* _WORK TASK_
Before printing, remove every picture; then print the lines below exactly, from the first line through the line containing "would you mind locating the sunflower stalk".

- Opening Delimiter -

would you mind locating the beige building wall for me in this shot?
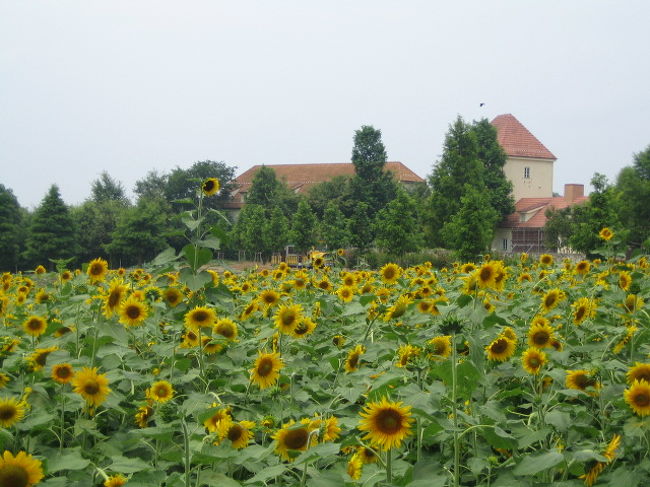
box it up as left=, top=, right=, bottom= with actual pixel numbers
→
left=491, top=227, right=513, bottom=253
left=504, top=156, right=554, bottom=201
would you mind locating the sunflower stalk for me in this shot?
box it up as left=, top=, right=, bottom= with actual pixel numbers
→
left=451, top=332, right=460, bottom=487
left=182, top=419, right=192, bottom=487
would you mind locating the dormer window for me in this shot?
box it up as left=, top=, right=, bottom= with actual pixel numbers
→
left=524, top=167, right=530, bottom=179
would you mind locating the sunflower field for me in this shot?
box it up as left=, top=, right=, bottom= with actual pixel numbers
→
left=2, top=221, right=650, bottom=486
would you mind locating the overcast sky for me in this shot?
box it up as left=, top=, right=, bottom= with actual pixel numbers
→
left=1, top=1, right=649, bottom=209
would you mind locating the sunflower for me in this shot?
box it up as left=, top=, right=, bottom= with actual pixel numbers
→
left=539, top=254, right=554, bottom=266
left=485, top=336, right=516, bottom=362
left=384, top=295, right=412, bottom=321
left=87, top=258, right=109, bottom=283
left=0, top=397, right=26, bottom=428
left=0, top=373, right=9, bottom=389
left=618, top=271, right=632, bottom=291
left=201, top=177, right=220, bottom=196
left=34, top=289, right=50, bottom=304
left=274, top=304, right=304, bottom=335
left=579, top=434, right=621, bottom=486
left=574, top=260, right=591, bottom=275
left=521, top=348, right=547, bottom=375
left=0, top=450, right=44, bottom=487
left=623, top=294, right=644, bottom=313
left=184, top=306, right=216, bottom=329
left=162, top=287, right=184, bottom=307
left=290, top=317, right=316, bottom=339
left=34, top=264, right=46, bottom=274
left=527, top=321, right=554, bottom=349
left=379, top=263, right=402, bottom=285
left=347, top=453, right=363, bottom=479
left=28, top=346, right=58, bottom=371
left=311, top=252, right=325, bottom=269
left=203, top=406, right=233, bottom=433
left=332, top=335, right=346, bottom=348
left=118, top=296, right=149, bottom=327
left=272, top=420, right=317, bottom=461
left=218, top=420, right=256, bottom=449
left=571, top=297, right=597, bottom=325
left=103, top=279, right=128, bottom=318
left=250, top=351, right=284, bottom=389
left=336, top=286, right=355, bottom=303
left=322, top=416, right=341, bottom=442
left=475, top=261, right=499, bottom=289
left=358, top=397, right=413, bottom=450
left=565, top=370, right=600, bottom=394
left=501, top=326, right=517, bottom=342
left=627, top=363, right=650, bottom=384
left=395, top=344, right=421, bottom=368
left=214, top=318, right=238, bottom=341
left=625, top=379, right=650, bottom=416
left=315, top=278, right=332, bottom=292
left=51, top=363, right=75, bottom=384
left=72, top=367, right=111, bottom=407
left=598, top=227, right=614, bottom=241
left=22, top=315, right=47, bottom=337
left=135, top=405, right=154, bottom=428
left=181, top=329, right=200, bottom=348
left=344, top=345, right=365, bottom=373
left=104, top=474, right=128, bottom=487
left=517, top=272, right=532, bottom=283
left=258, top=289, right=280, bottom=308
left=60, top=270, right=73, bottom=283
left=240, top=301, right=257, bottom=320
left=541, top=288, right=565, bottom=313
left=427, top=335, right=452, bottom=359
left=357, top=446, right=379, bottom=464
left=202, top=337, right=223, bottom=355
left=147, top=380, right=174, bottom=403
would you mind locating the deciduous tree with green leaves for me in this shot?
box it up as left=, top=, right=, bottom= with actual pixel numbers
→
left=319, top=201, right=352, bottom=250
left=290, top=199, right=318, bottom=253
left=374, top=190, right=423, bottom=255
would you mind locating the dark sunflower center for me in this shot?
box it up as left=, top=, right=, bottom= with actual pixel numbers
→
left=108, top=291, right=121, bottom=308
left=491, top=339, right=508, bottom=354
left=294, top=322, right=308, bottom=335
left=257, top=358, right=273, bottom=377
left=155, top=386, right=169, bottom=397
left=545, top=295, right=557, bottom=308
left=217, top=324, right=234, bottom=338
left=193, top=311, right=208, bottom=323
left=348, top=353, right=359, bottom=369
left=575, top=307, right=586, bottom=321
left=284, top=428, right=308, bottom=450
left=83, top=382, right=100, bottom=395
left=187, top=331, right=198, bottom=341
left=319, top=281, right=329, bottom=290
left=574, top=374, right=593, bottom=389
left=433, top=343, right=446, bottom=355
left=375, top=409, right=402, bottom=434
left=344, top=277, right=354, bottom=286
left=203, top=180, right=215, bottom=192
left=0, top=405, right=17, bottom=420
left=36, top=352, right=51, bottom=366
left=56, top=368, right=72, bottom=379
left=0, top=464, right=29, bottom=487
left=528, top=357, right=541, bottom=368
left=383, top=268, right=396, bottom=280
left=28, top=319, right=42, bottom=331
left=479, top=267, right=493, bottom=282
left=634, top=392, right=650, bottom=407
left=533, top=332, right=550, bottom=346
left=281, top=312, right=296, bottom=326
left=126, top=306, right=141, bottom=319
left=166, top=293, right=179, bottom=304
left=90, top=264, right=103, bottom=275
left=633, top=371, right=650, bottom=382
left=228, top=424, right=243, bottom=442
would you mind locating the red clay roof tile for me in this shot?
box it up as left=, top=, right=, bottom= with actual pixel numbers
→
left=491, top=114, right=557, bottom=160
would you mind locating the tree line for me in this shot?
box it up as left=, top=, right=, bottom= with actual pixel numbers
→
left=2, top=116, right=648, bottom=271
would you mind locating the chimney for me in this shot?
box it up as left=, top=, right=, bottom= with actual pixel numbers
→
left=564, top=184, right=584, bottom=203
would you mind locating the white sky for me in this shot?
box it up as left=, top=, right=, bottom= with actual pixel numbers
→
left=1, top=1, right=649, bottom=208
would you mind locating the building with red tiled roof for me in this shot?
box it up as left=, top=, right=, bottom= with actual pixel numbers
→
left=489, top=112, right=588, bottom=253
left=491, top=114, right=556, bottom=202
left=226, top=162, right=424, bottom=213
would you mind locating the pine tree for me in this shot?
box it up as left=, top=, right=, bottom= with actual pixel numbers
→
left=0, top=184, right=23, bottom=271
left=349, top=202, right=373, bottom=251
left=24, top=185, right=78, bottom=269
left=263, top=207, right=290, bottom=257
left=230, top=204, right=266, bottom=256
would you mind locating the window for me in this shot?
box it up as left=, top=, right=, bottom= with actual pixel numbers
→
left=524, top=167, right=530, bottom=179
left=502, top=239, right=508, bottom=251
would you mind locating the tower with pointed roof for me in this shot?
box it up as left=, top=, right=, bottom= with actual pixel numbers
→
left=491, top=114, right=556, bottom=201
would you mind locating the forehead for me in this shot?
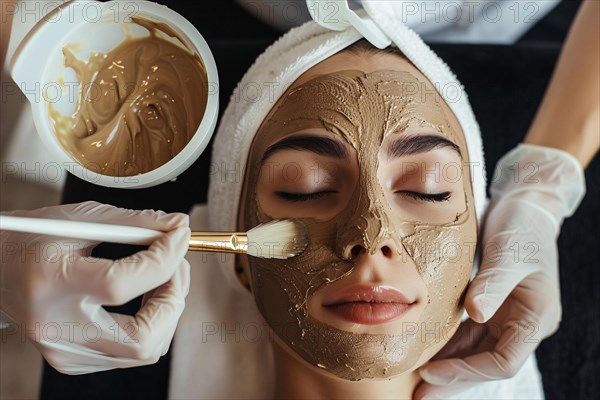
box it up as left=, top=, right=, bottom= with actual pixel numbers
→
left=253, top=50, right=471, bottom=164
left=292, top=51, right=422, bottom=88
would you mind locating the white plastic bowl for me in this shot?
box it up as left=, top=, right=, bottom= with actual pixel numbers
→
left=10, top=0, right=219, bottom=188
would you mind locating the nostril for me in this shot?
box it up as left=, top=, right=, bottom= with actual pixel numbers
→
left=350, top=245, right=364, bottom=258
left=381, top=245, right=392, bottom=257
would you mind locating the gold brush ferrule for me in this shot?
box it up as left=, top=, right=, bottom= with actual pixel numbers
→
left=188, top=232, right=249, bottom=254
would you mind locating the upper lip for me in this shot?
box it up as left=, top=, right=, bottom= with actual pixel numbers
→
left=323, top=284, right=415, bottom=306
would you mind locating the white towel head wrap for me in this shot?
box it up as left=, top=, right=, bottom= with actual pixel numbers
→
left=208, top=3, right=486, bottom=291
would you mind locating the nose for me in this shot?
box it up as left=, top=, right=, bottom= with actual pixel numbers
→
left=342, top=237, right=402, bottom=261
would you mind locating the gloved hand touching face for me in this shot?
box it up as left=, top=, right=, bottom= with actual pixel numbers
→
left=416, top=144, right=585, bottom=398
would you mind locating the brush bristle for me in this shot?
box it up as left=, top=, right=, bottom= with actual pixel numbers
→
left=246, top=219, right=308, bottom=259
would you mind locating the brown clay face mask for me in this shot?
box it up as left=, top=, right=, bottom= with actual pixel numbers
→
left=49, top=17, right=208, bottom=176
left=241, top=70, right=477, bottom=380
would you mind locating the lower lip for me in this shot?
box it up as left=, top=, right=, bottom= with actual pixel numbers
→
left=324, top=302, right=413, bottom=325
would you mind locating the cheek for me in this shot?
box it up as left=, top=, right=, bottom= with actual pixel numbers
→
left=246, top=221, right=355, bottom=336
left=403, top=214, right=477, bottom=328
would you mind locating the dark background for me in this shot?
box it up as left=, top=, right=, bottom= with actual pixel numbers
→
left=40, top=0, right=598, bottom=399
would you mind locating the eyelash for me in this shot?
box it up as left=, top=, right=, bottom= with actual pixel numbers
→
left=396, top=191, right=452, bottom=202
left=275, top=191, right=336, bottom=202
left=276, top=190, right=451, bottom=203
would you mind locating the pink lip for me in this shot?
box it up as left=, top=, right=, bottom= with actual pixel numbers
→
left=323, top=285, right=416, bottom=325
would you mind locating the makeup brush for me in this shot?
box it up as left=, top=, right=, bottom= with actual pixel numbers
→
left=0, top=216, right=308, bottom=259
left=189, top=219, right=308, bottom=259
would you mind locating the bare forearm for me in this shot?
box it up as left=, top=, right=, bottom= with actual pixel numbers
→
left=524, top=0, right=600, bottom=167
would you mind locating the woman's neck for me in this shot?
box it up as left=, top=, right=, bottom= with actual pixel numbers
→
left=272, top=344, right=421, bottom=399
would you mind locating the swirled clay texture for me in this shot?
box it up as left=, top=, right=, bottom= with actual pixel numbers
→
left=241, top=70, right=478, bottom=380
left=49, top=17, right=208, bottom=176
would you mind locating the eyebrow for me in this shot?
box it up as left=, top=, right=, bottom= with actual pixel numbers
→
left=385, top=134, right=462, bottom=159
left=260, top=133, right=461, bottom=163
left=261, top=134, right=349, bottom=163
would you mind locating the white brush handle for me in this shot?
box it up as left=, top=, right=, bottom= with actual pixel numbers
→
left=0, top=215, right=163, bottom=246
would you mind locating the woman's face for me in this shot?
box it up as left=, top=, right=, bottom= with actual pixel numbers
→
left=238, top=51, right=478, bottom=380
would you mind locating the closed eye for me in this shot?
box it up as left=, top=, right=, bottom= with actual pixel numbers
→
left=395, top=191, right=452, bottom=202
left=276, top=190, right=337, bottom=202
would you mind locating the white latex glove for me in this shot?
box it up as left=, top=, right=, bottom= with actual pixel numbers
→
left=415, top=143, right=586, bottom=398
left=0, top=201, right=191, bottom=375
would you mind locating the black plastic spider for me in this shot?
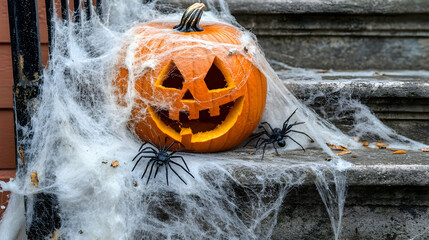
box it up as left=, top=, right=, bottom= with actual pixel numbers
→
left=132, top=137, right=194, bottom=185
left=244, top=109, right=314, bottom=160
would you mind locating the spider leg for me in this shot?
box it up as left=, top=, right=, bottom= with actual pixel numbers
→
left=165, top=163, right=169, bottom=186
left=132, top=155, right=153, bottom=171
left=260, top=122, right=275, bottom=132
left=154, top=164, right=161, bottom=178
left=140, top=142, right=159, bottom=151
left=163, top=136, right=168, bottom=151
left=283, top=121, right=305, bottom=133
left=168, top=163, right=188, bottom=185
left=258, top=125, right=272, bottom=136
left=261, top=143, right=269, bottom=160
left=254, top=138, right=264, bottom=149
left=132, top=151, right=155, bottom=162
left=282, top=108, right=298, bottom=130
left=141, top=159, right=154, bottom=180
left=166, top=141, right=186, bottom=151
left=138, top=142, right=148, bottom=152
left=243, top=132, right=265, bottom=147
left=158, top=136, right=162, bottom=150
left=145, top=159, right=157, bottom=184
left=170, top=161, right=195, bottom=178
left=286, top=135, right=306, bottom=152
left=287, top=130, right=314, bottom=142
left=255, top=138, right=269, bottom=150
left=273, top=143, right=279, bottom=155
left=166, top=141, right=176, bottom=152
left=170, top=156, right=190, bottom=171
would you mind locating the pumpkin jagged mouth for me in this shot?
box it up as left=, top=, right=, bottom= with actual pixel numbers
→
left=148, top=96, right=244, bottom=143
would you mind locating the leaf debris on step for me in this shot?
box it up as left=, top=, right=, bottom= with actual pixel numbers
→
left=30, top=172, right=38, bottom=188
left=327, top=143, right=351, bottom=156
left=19, top=146, right=25, bottom=167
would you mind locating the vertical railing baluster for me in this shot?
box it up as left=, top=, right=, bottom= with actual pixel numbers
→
left=85, top=0, right=92, bottom=20
left=7, top=0, right=60, bottom=239
left=61, top=0, right=70, bottom=21
left=74, top=0, right=81, bottom=23
left=45, top=0, right=54, bottom=56
left=96, top=0, right=102, bottom=20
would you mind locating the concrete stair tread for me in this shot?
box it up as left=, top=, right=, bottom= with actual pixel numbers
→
left=218, top=148, right=429, bottom=186
left=279, top=70, right=429, bottom=98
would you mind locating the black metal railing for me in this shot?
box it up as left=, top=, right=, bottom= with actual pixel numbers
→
left=7, top=1, right=102, bottom=238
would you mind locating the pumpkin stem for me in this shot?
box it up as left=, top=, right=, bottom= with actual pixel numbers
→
left=174, top=3, right=205, bottom=32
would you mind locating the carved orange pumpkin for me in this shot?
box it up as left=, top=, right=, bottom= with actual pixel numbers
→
left=114, top=3, right=267, bottom=152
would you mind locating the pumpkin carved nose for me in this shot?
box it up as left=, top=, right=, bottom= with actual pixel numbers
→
left=182, top=89, right=194, bottom=100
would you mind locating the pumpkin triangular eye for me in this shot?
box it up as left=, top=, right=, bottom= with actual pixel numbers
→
left=204, top=61, right=227, bottom=90
left=161, top=63, right=184, bottom=89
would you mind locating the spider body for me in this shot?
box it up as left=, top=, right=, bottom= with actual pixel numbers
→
left=245, top=109, right=314, bottom=160
left=132, top=138, right=194, bottom=185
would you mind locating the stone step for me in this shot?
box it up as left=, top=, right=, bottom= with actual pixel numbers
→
left=165, top=0, right=429, bottom=70
left=221, top=148, right=429, bottom=239
left=277, top=70, right=429, bottom=143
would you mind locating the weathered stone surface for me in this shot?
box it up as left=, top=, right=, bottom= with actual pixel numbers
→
left=164, top=0, right=429, bottom=70
left=280, top=71, right=429, bottom=143
left=221, top=148, right=429, bottom=239
left=236, top=13, right=429, bottom=70
left=255, top=36, right=429, bottom=70
left=166, top=0, right=429, bottom=14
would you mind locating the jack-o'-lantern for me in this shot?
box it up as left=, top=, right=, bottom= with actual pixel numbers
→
left=114, top=3, right=267, bottom=152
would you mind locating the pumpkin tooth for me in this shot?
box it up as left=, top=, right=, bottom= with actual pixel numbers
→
left=188, top=110, right=199, bottom=120
left=209, top=106, right=220, bottom=117
left=180, top=128, right=193, bottom=145
left=169, top=110, right=180, bottom=121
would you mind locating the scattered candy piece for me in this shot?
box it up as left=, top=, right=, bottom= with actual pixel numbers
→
left=336, top=151, right=352, bottom=156
left=30, top=172, right=38, bottom=188
left=111, top=160, right=119, bottom=168
left=376, top=142, right=387, bottom=149
left=351, top=155, right=358, bottom=158
left=393, top=150, right=407, bottom=154
left=422, top=148, right=429, bottom=152
left=387, top=148, right=398, bottom=152
left=361, top=141, right=369, bottom=147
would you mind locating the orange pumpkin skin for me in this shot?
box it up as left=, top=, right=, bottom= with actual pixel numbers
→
left=114, top=22, right=267, bottom=152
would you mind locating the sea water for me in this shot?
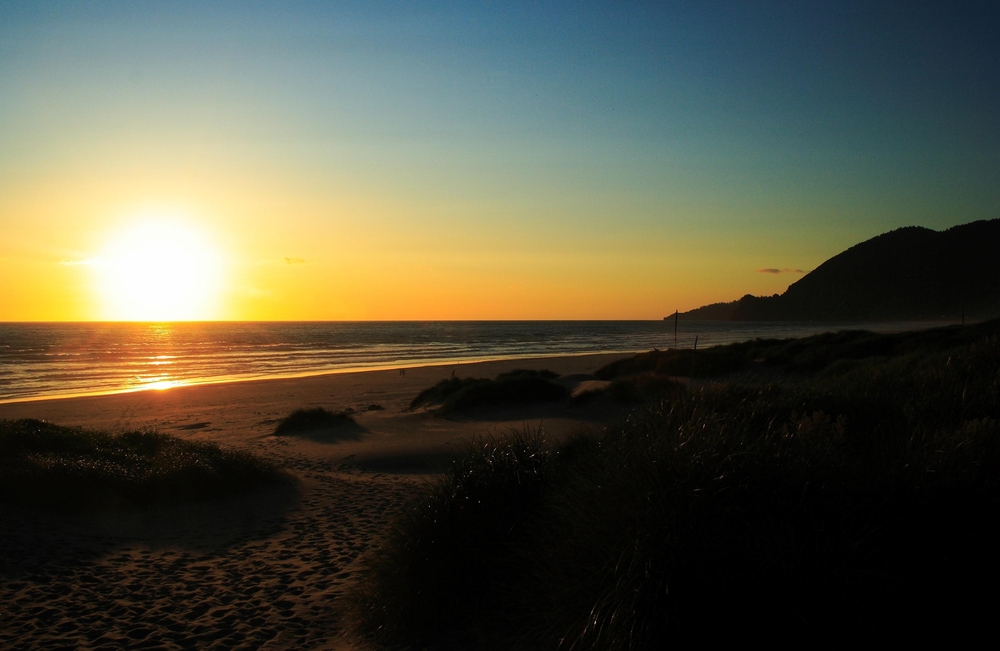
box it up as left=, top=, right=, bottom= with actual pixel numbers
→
left=0, top=320, right=949, bottom=403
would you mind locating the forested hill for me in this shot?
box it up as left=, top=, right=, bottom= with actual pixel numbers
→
left=682, top=219, right=1000, bottom=321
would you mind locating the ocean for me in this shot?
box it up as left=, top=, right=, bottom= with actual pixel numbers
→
left=0, top=320, right=948, bottom=403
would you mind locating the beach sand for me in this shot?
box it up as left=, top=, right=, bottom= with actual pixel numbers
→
left=0, top=353, right=629, bottom=650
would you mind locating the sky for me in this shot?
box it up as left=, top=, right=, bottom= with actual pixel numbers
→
left=1, top=0, right=998, bottom=320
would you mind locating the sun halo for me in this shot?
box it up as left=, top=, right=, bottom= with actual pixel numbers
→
left=97, top=221, right=223, bottom=321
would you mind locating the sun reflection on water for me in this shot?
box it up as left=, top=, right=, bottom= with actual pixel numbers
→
left=141, top=379, right=186, bottom=391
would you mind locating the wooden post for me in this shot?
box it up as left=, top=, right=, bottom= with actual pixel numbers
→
left=674, top=310, right=678, bottom=348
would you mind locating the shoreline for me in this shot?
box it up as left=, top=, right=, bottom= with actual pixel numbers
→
left=0, top=319, right=958, bottom=406
left=0, top=349, right=642, bottom=407
left=0, top=351, right=631, bottom=436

- Closing Delimiter -

* _RESPONSE_
would you mind locating the beige building wall for me in this shot?
box it up as left=, top=, right=, bottom= with actual pixel numbers
→
left=491, top=227, right=513, bottom=253
left=504, top=156, right=554, bottom=201
would you mind locating the sunflower stalk for me in this shot?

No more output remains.